▶ _READING PASSAGE_
+ + + +

In this post, we will cover how to install Kubernetes cluster on Ubuntu 20.04 step-by-step. By the end of this post, you will have a functional Kubernetes environment that can run and manage your containerized applications seamlessly.
Kubernetes, often abbreviated as K8s, is a powerful container orchestration tool that automates the deployment, scaling, and management of containerized applications. With its widespread adoption, Kubernetes has become an essential tool for modern DevOps teams and developers.
Prerequisites
Before diving into the installation process, ensure that you have the following prerequisites:
- Ubuntu 20.04 : Make sure you have a clean, up-to-date installation of Ubuntu 20.04 on all the machines you intend to include in your cluster.
- Minimum Resources: Each machine should have at least 2 CPU cores, 2GB of RAM, and enough disk space to accommodate the Kubernetes components.
- Static IP Addresses: Assign static IP address to each node in the cluster to ensure stability and consistency.
- SSH Access: Ensure you have SSH access to all the nodes from the machine you will be using to install the cluster.
- Privileged user with sudo rights
- Stable Internet Connection
Lab setup:
- Machine 1 – K8s-master – 192.168.1.40
- Machine 2 – K8s-node-0 – 192.168.1.41
- Machine 3 – K8s-node-1 – 192.168.1.42
Without any further delay, let’s jump into the Kubernetes cluster installation on Ubuntu 20.04.
1) Set hostname of Each Node
Use hostnamectl command to set hostname on each node, example is shown below:
$ sudo hostnamectl set-hostname "k8s-master" // Run this command on master node $ sudo hostnamectl set-hostname "k8s-node-0" // Run this command on node-0 $ sudo hostnamectl set-hostname "k8s-node-1" // Run this command on node-1
Add the following entries in /etc/hosts files on each node,
192.168.1.40 k8s-master 192.168.1.41 k8s-node-0 192.168.1.42 k8s-node-1
2) Disable swap and Add Kernel Modules
Disable swap and add following kernel module on all the nodes ( master + worker nodes).

+ + + +

▶ _DATA LINES_
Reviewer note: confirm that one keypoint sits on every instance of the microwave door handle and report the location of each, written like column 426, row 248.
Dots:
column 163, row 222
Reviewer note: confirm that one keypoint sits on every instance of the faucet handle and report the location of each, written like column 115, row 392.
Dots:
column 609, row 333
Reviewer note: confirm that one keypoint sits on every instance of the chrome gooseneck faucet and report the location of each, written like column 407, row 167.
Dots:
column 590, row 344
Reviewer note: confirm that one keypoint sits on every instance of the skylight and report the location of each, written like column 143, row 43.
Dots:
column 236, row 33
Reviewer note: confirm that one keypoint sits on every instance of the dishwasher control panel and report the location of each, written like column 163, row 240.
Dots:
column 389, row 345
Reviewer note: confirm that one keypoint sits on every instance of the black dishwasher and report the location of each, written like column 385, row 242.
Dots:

+ + + +

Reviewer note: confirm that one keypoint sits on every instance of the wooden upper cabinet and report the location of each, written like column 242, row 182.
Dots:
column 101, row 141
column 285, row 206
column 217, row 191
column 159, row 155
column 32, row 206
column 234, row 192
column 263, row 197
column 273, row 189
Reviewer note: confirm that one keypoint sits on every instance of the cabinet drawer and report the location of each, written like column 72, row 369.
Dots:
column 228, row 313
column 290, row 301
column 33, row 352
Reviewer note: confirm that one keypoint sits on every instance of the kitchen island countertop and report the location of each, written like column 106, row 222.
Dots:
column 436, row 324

+ + + +

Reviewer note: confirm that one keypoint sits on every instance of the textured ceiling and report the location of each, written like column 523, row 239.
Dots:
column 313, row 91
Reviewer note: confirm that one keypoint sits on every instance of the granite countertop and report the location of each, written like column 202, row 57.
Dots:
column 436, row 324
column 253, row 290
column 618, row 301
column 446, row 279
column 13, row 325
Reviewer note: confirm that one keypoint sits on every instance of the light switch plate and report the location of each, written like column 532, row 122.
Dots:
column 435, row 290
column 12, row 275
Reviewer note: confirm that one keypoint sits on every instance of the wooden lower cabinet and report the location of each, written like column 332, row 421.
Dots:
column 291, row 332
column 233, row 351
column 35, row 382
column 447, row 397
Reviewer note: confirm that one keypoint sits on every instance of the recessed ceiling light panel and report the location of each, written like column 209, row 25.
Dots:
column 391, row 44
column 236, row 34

+ + + +

▶ _REQUIREMENTS_
(a) In the Kubernetes installation guide, transcribe the passage starting at "1) Set hostname" and ending at "master + worker nodes).".
(b) According to the lab setup in the Kubernetes installation guide, what IP address does K8s-node-0 have?

▶ _CORRECT ANSWERS_
(a)
1) Set hostname of Each Node
Use hostnamectl command to set hostname on each node, example is shown below:
$ sudo hostnamectl set-hostname "k8s-master" // Run this command on master node $ sudo hostnamectl set-hostname "k8s-node-0" // Run this command on node-0 $ sudo hostnamectl set-hostname "k8s-node-1" // Run this command on node-1
Add the following entries in /etc/hosts files on each node,
192.168.1.40 k8s-master 192.168.1.41 k8s-node-0 192.168.1.42 k8s-node-1
2) Disable swap and Add Kernel Modules
Disable swap and add following kernel module on all the nodes ( master + worker nodes).

(b) 192.168.1.41